◆ Raw records:

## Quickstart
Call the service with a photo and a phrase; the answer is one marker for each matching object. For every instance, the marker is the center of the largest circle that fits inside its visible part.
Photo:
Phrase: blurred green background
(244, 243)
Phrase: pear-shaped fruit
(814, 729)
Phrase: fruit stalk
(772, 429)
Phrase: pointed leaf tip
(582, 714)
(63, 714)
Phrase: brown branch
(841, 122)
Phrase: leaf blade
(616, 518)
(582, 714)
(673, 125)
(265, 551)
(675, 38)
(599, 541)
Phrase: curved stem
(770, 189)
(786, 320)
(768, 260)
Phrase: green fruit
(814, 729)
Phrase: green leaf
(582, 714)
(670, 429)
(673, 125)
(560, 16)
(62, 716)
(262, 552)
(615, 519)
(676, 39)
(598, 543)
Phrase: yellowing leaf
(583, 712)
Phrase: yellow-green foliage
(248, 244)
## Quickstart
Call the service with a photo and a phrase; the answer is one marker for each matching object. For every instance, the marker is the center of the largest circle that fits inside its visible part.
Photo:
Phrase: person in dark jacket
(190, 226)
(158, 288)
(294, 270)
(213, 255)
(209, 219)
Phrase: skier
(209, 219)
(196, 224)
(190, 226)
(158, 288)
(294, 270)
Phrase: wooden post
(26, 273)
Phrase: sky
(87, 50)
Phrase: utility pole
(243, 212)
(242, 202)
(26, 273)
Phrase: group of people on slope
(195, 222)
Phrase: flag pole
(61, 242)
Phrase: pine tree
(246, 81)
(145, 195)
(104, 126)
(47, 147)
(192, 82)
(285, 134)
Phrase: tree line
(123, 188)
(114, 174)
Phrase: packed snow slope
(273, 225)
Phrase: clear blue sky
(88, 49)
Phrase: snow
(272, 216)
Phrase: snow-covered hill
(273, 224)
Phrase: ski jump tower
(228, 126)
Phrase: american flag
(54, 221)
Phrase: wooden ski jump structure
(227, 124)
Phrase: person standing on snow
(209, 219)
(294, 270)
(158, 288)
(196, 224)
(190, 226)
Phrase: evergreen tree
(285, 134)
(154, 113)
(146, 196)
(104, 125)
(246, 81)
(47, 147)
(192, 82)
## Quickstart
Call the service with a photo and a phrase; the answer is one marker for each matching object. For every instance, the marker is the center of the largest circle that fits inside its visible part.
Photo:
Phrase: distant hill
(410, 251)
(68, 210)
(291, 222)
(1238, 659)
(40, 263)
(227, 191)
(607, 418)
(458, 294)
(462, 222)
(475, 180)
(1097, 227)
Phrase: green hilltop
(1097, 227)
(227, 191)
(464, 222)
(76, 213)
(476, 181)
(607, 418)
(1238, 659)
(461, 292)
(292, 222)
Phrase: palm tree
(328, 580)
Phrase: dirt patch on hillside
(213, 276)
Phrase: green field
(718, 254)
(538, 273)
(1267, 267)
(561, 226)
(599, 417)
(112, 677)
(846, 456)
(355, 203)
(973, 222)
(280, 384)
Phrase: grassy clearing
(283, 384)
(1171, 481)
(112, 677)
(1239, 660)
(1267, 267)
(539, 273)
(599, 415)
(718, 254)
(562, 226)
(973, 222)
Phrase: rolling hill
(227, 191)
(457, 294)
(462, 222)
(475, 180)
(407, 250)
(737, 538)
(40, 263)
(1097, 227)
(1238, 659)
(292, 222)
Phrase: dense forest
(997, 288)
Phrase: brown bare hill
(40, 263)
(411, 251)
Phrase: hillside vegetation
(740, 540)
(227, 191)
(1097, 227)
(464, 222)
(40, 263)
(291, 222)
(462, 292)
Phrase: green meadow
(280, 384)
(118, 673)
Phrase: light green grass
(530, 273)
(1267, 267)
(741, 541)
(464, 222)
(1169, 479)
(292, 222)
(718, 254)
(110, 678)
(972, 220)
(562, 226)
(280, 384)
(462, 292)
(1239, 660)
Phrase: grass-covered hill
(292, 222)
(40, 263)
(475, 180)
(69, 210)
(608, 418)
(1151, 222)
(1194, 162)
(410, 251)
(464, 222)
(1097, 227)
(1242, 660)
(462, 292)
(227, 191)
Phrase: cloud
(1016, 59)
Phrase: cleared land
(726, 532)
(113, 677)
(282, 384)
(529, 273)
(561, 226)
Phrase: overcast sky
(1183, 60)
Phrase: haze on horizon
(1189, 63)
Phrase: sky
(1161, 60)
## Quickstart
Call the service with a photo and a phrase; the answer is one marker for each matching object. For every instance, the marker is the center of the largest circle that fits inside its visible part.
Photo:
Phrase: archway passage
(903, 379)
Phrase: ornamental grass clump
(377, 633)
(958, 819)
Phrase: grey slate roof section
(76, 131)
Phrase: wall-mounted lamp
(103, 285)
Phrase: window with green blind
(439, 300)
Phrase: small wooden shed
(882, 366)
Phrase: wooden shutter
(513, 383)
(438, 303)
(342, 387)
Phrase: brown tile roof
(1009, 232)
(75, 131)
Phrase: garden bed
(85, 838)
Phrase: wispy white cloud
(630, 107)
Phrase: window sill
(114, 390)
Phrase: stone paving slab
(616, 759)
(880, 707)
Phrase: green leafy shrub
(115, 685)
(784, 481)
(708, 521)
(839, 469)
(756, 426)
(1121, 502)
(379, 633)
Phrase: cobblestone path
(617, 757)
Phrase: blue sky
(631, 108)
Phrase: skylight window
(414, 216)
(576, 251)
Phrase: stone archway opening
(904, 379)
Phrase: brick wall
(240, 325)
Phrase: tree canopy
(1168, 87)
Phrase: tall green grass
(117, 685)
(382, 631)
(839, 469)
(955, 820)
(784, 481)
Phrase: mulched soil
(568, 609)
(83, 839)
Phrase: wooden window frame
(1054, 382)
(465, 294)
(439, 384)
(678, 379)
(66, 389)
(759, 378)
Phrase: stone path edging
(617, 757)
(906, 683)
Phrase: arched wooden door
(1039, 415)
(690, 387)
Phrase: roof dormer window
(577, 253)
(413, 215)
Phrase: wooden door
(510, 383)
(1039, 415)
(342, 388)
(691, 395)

◆ Set exercise:
Copy the material from the line containing "Phrase: ornamental grass clump" through the end, and shift every coordinate in the answers by adding 136 to each number. Leave all other lines unchanged.

◆ The response:
Phrase: ornamental grass clump
(513, 769)
(1094, 955)
Phrase: grey slate roof section
(212, 267)
Phrase: wall-mounted lamp
(239, 421)
Phrase: window with green blind
(575, 436)
Phrase: small wooden shed
(1018, 502)
Phrase: wooden shutter
(649, 519)
(574, 439)
(478, 523)
Phrase: brown tile roof
(1145, 368)
(211, 267)
Phrase: garden bed
(221, 974)
Phrase: wispy white cloud
(766, 243)
Phrase: window sill
(250, 526)
Phrase: stone paving slab
(752, 895)
(1016, 843)
Phrase: green leafy shrub
(251, 821)
(920, 617)
(844, 657)
(975, 605)
(892, 562)
(1257, 638)
(515, 769)
Phrase: cobblestone path
(753, 893)
Phrase: blue sky
(767, 244)
Phrase: skylight window
(550, 352)
(712, 387)
Phrase: stone archway opening
(1040, 515)
Phrase: brick wall
(376, 461)
Phrase: tree canopy
(1304, 223)
Phrase: tall green grass
(253, 821)
(518, 767)
(975, 605)
(1091, 956)
(920, 617)
Phrase: mulched soil
(704, 745)
(219, 975)
Phrase: wooden window frame
(1190, 518)
(601, 430)
(575, 520)
(814, 515)
(202, 525)
(895, 514)
Phrase: stone path edging
(753, 893)
(1042, 819)
Phrase: arched wooden door
(1175, 551)
(826, 523)
Phrase: roof dormer window
(713, 389)
(549, 351)
Phrase: wooden door
(646, 519)
(1175, 551)
(478, 524)
(827, 531)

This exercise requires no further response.